Although the records contain pictures, the copy should leave them out and match everything else exactly.

*** Supplied records ***

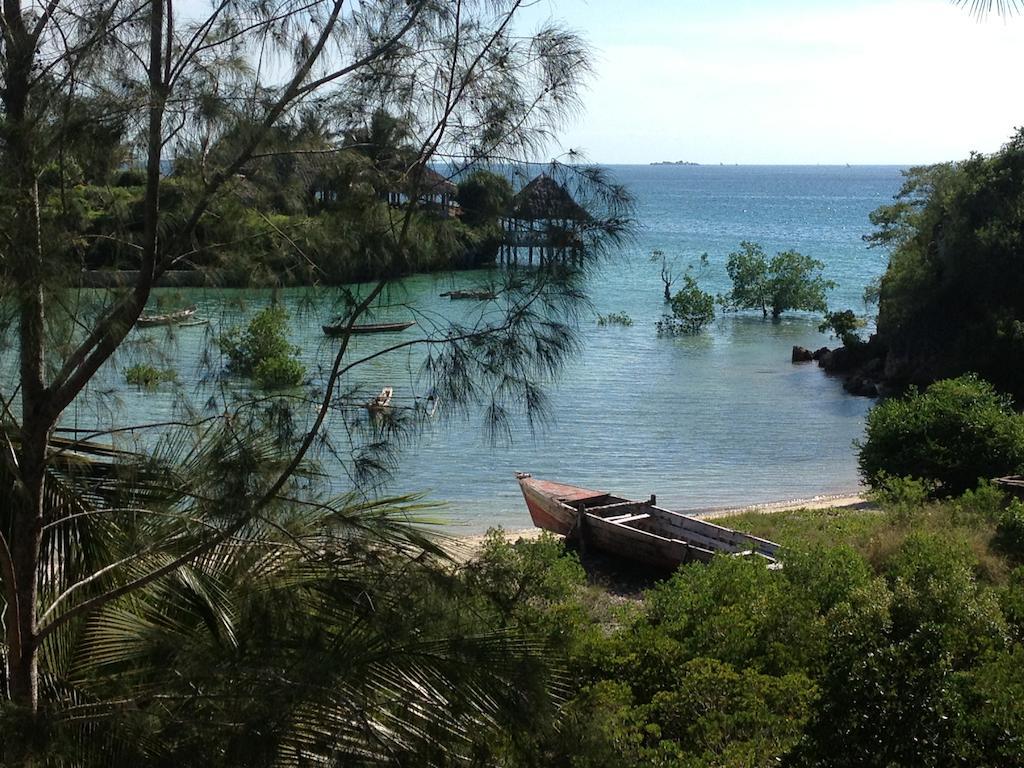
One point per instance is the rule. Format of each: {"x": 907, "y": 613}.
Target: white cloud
{"x": 881, "y": 83}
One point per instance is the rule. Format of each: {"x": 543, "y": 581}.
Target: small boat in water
{"x": 167, "y": 318}
{"x": 382, "y": 401}
{"x": 478, "y": 295}
{"x": 371, "y": 328}
{"x": 638, "y": 530}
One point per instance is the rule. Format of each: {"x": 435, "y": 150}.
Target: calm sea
{"x": 718, "y": 419}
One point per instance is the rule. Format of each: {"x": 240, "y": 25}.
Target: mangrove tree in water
{"x": 208, "y": 601}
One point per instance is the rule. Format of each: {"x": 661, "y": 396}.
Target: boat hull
{"x": 554, "y": 506}
{"x": 377, "y": 328}
{"x": 638, "y": 530}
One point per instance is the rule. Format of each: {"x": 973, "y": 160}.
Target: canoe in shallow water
{"x": 638, "y": 530}
{"x": 168, "y": 318}
{"x": 371, "y": 328}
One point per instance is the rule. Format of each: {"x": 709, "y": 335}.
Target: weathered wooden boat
{"x": 370, "y": 328}
{"x": 1012, "y": 484}
{"x": 478, "y": 295}
{"x": 382, "y": 401}
{"x": 638, "y": 530}
{"x": 167, "y": 318}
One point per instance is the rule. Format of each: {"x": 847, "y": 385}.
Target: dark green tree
{"x": 954, "y": 433}
{"x": 950, "y": 301}
{"x": 787, "y": 281}
{"x": 692, "y": 308}
{"x": 128, "y": 580}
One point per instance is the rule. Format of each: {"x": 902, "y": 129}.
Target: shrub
{"x": 787, "y": 281}
{"x": 844, "y": 326}
{"x": 955, "y": 432}
{"x": 1009, "y": 537}
{"x": 148, "y": 377}
{"x": 262, "y": 350}
{"x": 614, "y": 318}
{"x": 691, "y": 309}
{"x": 900, "y": 498}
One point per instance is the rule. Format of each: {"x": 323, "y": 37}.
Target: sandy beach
{"x": 464, "y": 547}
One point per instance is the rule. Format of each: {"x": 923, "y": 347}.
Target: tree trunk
{"x": 19, "y": 165}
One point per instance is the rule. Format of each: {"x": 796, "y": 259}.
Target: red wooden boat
{"x": 638, "y": 530}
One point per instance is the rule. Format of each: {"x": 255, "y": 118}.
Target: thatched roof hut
{"x": 544, "y": 199}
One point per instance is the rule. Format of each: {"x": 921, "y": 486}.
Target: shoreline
{"x": 464, "y": 547}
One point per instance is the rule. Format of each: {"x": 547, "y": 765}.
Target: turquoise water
{"x": 719, "y": 419}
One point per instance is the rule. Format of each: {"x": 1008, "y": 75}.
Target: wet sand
{"x": 464, "y": 547}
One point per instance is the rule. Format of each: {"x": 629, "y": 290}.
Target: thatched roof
{"x": 431, "y": 182}
{"x": 546, "y": 199}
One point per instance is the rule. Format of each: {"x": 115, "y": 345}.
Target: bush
{"x": 691, "y": 309}
{"x": 148, "y": 377}
{"x": 262, "y": 350}
{"x": 955, "y": 432}
{"x": 614, "y": 318}
{"x": 1009, "y": 537}
{"x": 844, "y": 326}
{"x": 788, "y": 281}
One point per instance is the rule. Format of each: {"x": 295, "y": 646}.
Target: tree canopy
{"x": 787, "y": 281}
{"x": 950, "y": 300}
{"x": 210, "y": 600}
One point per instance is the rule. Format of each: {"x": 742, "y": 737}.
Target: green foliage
{"x": 614, "y": 318}
{"x": 692, "y": 308}
{"x": 955, "y": 432}
{"x": 844, "y": 326}
{"x": 483, "y": 196}
{"x": 148, "y": 377}
{"x": 901, "y": 498}
{"x": 787, "y": 281}
{"x": 262, "y": 350}
{"x": 1010, "y": 531}
{"x": 952, "y": 296}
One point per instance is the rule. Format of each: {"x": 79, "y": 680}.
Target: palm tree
{"x": 321, "y": 631}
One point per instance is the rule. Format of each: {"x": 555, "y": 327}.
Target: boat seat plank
{"x": 623, "y": 519}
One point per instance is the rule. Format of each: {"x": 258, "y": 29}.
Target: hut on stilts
{"x": 545, "y": 221}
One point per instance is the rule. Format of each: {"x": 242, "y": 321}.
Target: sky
{"x": 793, "y": 81}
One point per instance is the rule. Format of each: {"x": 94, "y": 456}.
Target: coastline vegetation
{"x": 148, "y": 377}
{"x": 614, "y": 318}
{"x": 262, "y": 351}
{"x": 905, "y": 615}
{"x": 950, "y": 300}
{"x": 228, "y": 587}
{"x": 786, "y": 281}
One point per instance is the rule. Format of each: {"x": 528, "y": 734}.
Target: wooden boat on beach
{"x": 370, "y": 328}
{"x": 638, "y": 530}
{"x": 167, "y": 318}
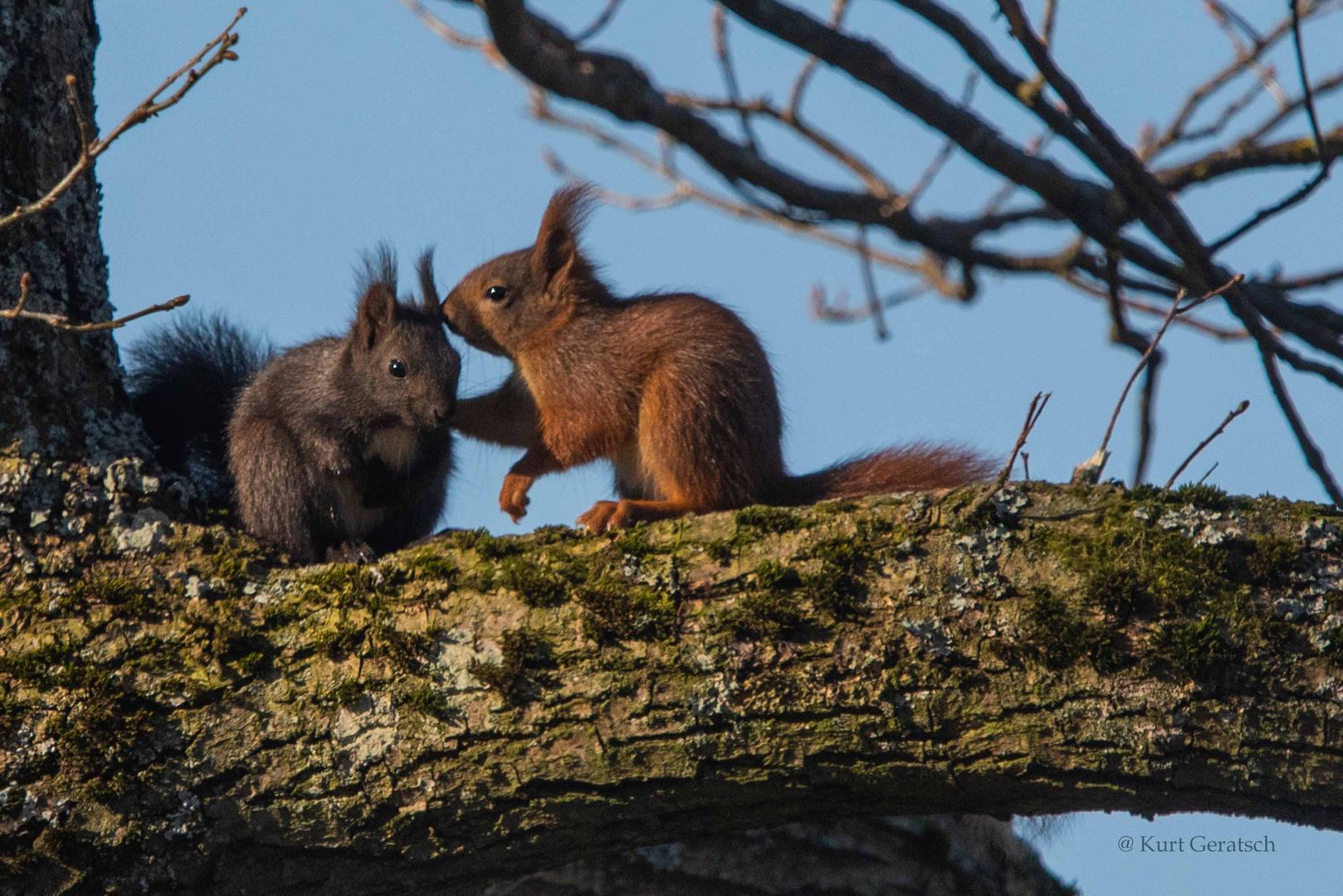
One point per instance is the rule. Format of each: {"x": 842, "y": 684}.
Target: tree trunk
{"x": 211, "y": 722}
{"x": 62, "y": 395}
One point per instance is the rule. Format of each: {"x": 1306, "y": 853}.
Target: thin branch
{"x": 447, "y": 32}
{"x": 1307, "y": 97}
{"x": 730, "y": 75}
{"x": 837, "y": 11}
{"x": 1175, "y": 130}
{"x": 1049, "y": 21}
{"x": 151, "y": 106}
{"x": 602, "y": 21}
{"x": 945, "y": 152}
{"x": 1325, "y": 152}
{"x": 1293, "y": 197}
{"x": 1147, "y": 418}
{"x": 1101, "y": 455}
{"x": 869, "y": 284}
{"x": 1037, "y": 407}
{"x": 1240, "y": 409}
{"x": 62, "y": 323}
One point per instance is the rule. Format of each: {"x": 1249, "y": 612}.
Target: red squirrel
{"x": 673, "y": 388}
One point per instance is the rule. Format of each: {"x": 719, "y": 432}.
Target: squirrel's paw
{"x": 604, "y": 514}
{"x": 513, "y": 494}
{"x": 351, "y": 553}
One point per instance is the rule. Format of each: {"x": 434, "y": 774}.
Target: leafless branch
{"x": 730, "y": 75}
{"x": 869, "y": 284}
{"x": 602, "y": 21}
{"x": 1097, "y": 212}
{"x": 219, "y": 50}
{"x": 837, "y": 12}
{"x": 1175, "y": 309}
{"x": 1240, "y": 409}
{"x": 1037, "y": 407}
{"x": 65, "y": 324}
{"x": 945, "y": 152}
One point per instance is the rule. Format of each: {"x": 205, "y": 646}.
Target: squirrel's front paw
{"x": 351, "y": 553}
{"x": 602, "y": 516}
{"x": 513, "y": 494}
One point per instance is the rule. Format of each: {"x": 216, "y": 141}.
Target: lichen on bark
{"x": 189, "y": 711}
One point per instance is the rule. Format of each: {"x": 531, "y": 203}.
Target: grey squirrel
{"x": 335, "y": 448}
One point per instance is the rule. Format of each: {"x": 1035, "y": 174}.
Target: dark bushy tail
{"x": 910, "y": 468}
{"x": 183, "y": 383}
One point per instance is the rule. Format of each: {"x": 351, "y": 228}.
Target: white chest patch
{"x": 358, "y": 519}
{"x": 395, "y": 446}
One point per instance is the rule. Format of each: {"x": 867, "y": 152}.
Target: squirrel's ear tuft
{"x": 376, "y": 314}
{"x": 558, "y": 241}
{"x": 428, "y": 290}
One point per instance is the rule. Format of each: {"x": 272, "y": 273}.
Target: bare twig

*** End of Supplied records ***

» **Problem solution**:
One point per instance is the rule. Format of each: {"x": 907, "y": 613}.
Target: white cloud
{"x": 881, "y": 83}
One point per instance is the rule. Format of each: {"x": 543, "y": 581}.
Target: small boat in water
{"x": 167, "y": 318}
{"x": 382, "y": 401}
{"x": 478, "y": 295}
{"x": 371, "y": 328}
{"x": 638, "y": 530}
One point per instance is the rule. Format of each: {"x": 435, "y": 150}.
Target: calm sea
{"x": 718, "y": 419}
One point per instance is the rule. Format of each: {"x": 240, "y": 25}.
Target: mangrove tree in water
{"x": 208, "y": 601}
One point per instance is the rule. Format of each: {"x": 661, "y": 396}.
Target: boat hull
{"x": 554, "y": 506}
{"x": 377, "y": 328}
{"x": 638, "y": 530}
One point per instance is the rule. Format of each: {"x": 973, "y": 160}.
Target: canoe in shallow water
{"x": 638, "y": 530}
{"x": 168, "y": 318}
{"x": 371, "y": 328}
One point per instance is the rule. Format of each: {"x": 709, "y": 335}.
Target: weathered wooden boat
{"x": 370, "y": 328}
{"x": 1012, "y": 484}
{"x": 478, "y": 295}
{"x": 382, "y": 401}
{"x": 638, "y": 530}
{"x": 167, "y": 318}
One point per instance is the rule. Format of each: {"x": 847, "y": 385}.
Target: dark green tree
{"x": 954, "y": 433}
{"x": 950, "y": 301}
{"x": 787, "y": 281}
{"x": 692, "y": 308}
{"x": 128, "y": 580}
One point per instance is the rule. Format of each: {"x": 902, "y": 129}.
Target: shrub
{"x": 787, "y": 281}
{"x": 844, "y": 326}
{"x": 955, "y": 432}
{"x": 1009, "y": 537}
{"x": 148, "y": 377}
{"x": 262, "y": 350}
{"x": 614, "y": 318}
{"x": 691, "y": 309}
{"x": 900, "y": 498}
One point per instance is the rule. Format of each: {"x": 323, "y": 37}.
Target: sandy beach
{"x": 464, "y": 547}
One point per instance is the rule. Format of each: {"x": 923, "y": 347}.
Target: tree trunk
{"x": 19, "y": 165}
One point per instance is the rule. Format of each: {"x": 796, "y": 259}.
Target: red wooden boat
{"x": 638, "y": 530}
One point per instance is the rule. Format of each: {"x": 255, "y": 118}.
Target: thatched roof hut
{"x": 544, "y": 199}
One point per instance is the rule. Format of each: {"x": 921, "y": 486}.
Target: shoreline
{"x": 464, "y": 547}
One point per instance is the rule. Format of each: {"x": 547, "y": 765}.
Target: turquoise water
{"x": 719, "y": 419}
One point per instance is the rule. Format of each: {"x": 1008, "y": 75}.
Target: wet sand
{"x": 464, "y": 547}
One point per instance is the rule. Format of each: {"x": 629, "y": 290}.
Target: thatched roof
{"x": 431, "y": 182}
{"x": 546, "y": 199}
One point per instance is the rule. Format of each: {"x": 115, "y": 345}.
Target: bush
{"x": 691, "y": 309}
{"x": 148, "y": 377}
{"x": 262, "y": 350}
{"x": 955, "y": 432}
{"x": 614, "y": 318}
{"x": 1009, "y": 537}
{"x": 844, "y": 326}
{"x": 788, "y": 281}
One point per instance is the rule. Format of each: {"x": 295, "y": 646}.
Target: tree canopy
{"x": 787, "y": 281}
{"x": 950, "y": 300}
{"x": 210, "y": 600}
One point per instance is the rule. Format of each: {"x": 742, "y": 737}.
Target: green foliage
{"x": 614, "y": 318}
{"x": 692, "y": 308}
{"x": 955, "y": 432}
{"x": 844, "y": 326}
{"x": 483, "y": 196}
{"x": 148, "y": 377}
{"x": 901, "y": 498}
{"x": 787, "y": 281}
{"x": 262, "y": 350}
{"x": 1010, "y": 531}
{"x": 952, "y": 296}
One point per instance is the rule. Format of each: {"x": 79, "y": 680}.
Target: palm tree
{"x": 321, "y": 631}
One point per instance is the rule. Format of each: {"x": 555, "y": 327}.
Target: boat seat plank
{"x": 623, "y": 519}
One point per instance is the rule. Format of each: {"x": 258, "y": 29}.
Target: hut on stilts
{"x": 545, "y": 221}
One point per instance is the rule. Format of each: {"x": 242, "y": 321}.
Target: sky
{"x": 793, "y": 81}
One point per instance is the rule. Format of each: {"x": 94, "y": 456}.
Target: coastline vegetation
{"x": 148, "y": 377}
{"x": 614, "y": 318}
{"x": 262, "y": 351}
{"x": 905, "y": 615}
{"x": 950, "y": 300}
{"x": 228, "y": 587}
{"x": 786, "y": 281}
One point per instance is the rule. Format of each: {"x": 528, "y": 734}.
Target: wooden boat on beach
{"x": 370, "y": 328}
{"x": 638, "y": 530}
{"x": 167, "y": 318}
One point per instance is the rule. Format of each: {"x": 842, "y": 684}.
Target: tree trunk
{"x": 211, "y": 722}
{"x": 62, "y": 395}
One point per instance is the rule. Format of each: {"x": 1306, "y": 853}.
Target: thin branch
{"x": 447, "y": 32}
{"x": 1307, "y": 97}
{"x": 730, "y": 75}
{"x": 837, "y": 11}
{"x": 1175, "y": 130}
{"x": 1049, "y": 21}
{"x": 151, "y": 106}
{"x": 602, "y": 21}
{"x": 945, "y": 152}
{"x": 1325, "y": 152}
{"x": 1293, "y": 197}
{"x": 1147, "y": 418}
{"x": 1101, "y": 455}
{"x": 869, "y": 284}
{"x": 1037, "y": 407}
{"x": 1240, "y": 409}
{"x": 62, "y": 323}
One point per instance is the rule. Format of each: {"x": 1249, "y": 612}.
Target: red squirrel
{"x": 673, "y": 388}
One point per instance is the rule. Format of each: {"x": 719, "y": 432}.
Target: squirrel's paw
{"x": 604, "y": 514}
{"x": 513, "y": 494}
{"x": 351, "y": 553}
One point per instance is the rule. Format of each: {"x": 434, "y": 774}.
Target: leafless branch
{"x": 730, "y": 75}
{"x": 869, "y": 284}
{"x": 602, "y": 21}
{"x": 1097, "y": 212}
{"x": 219, "y": 50}
{"x": 837, "y": 12}
{"x": 1175, "y": 309}
{"x": 1240, "y": 409}
{"x": 1037, "y": 407}
{"x": 65, "y": 324}
{"x": 945, "y": 152}
One point per instance is the rule. Format of each: {"x": 205, "y": 646}.
Target: squirrel's front paw
{"x": 351, "y": 553}
{"x": 602, "y": 516}
{"x": 513, "y": 494}
One point per instance is the rule. Format of each: {"x": 216, "y": 141}.
Target: lichen on bark
{"x": 189, "y": 711}
One point per instance is the rule. Format of each: {"x": 531, "y": 203}.
Target: grey squirrel
{"x": 335, "y": 448}
One point per instance is the rule. Format of each: {"x": 1035, "y": 174}.
Target: dark bushy tail
{"x": 910, "y": 468}
{"x": 183, "y": 383}
One point per instance is the rule. Format of each: {"x": 351, "y": 228}.
Target: white chest patch
{"x": 358, "y": 519}
{"x": 395, "y": 446}
One point per instance is the rule. Format of each: {"x": 867, "y": 152}.
Target: squirrel's ear tuft
{"x": 376, "y": 314}
{"x": 558, "y": 241}
{"x": 428, "y": 290}
One point per instance is the rule. Format of each: {"x": 272, "y": 273}.
Target: bare twig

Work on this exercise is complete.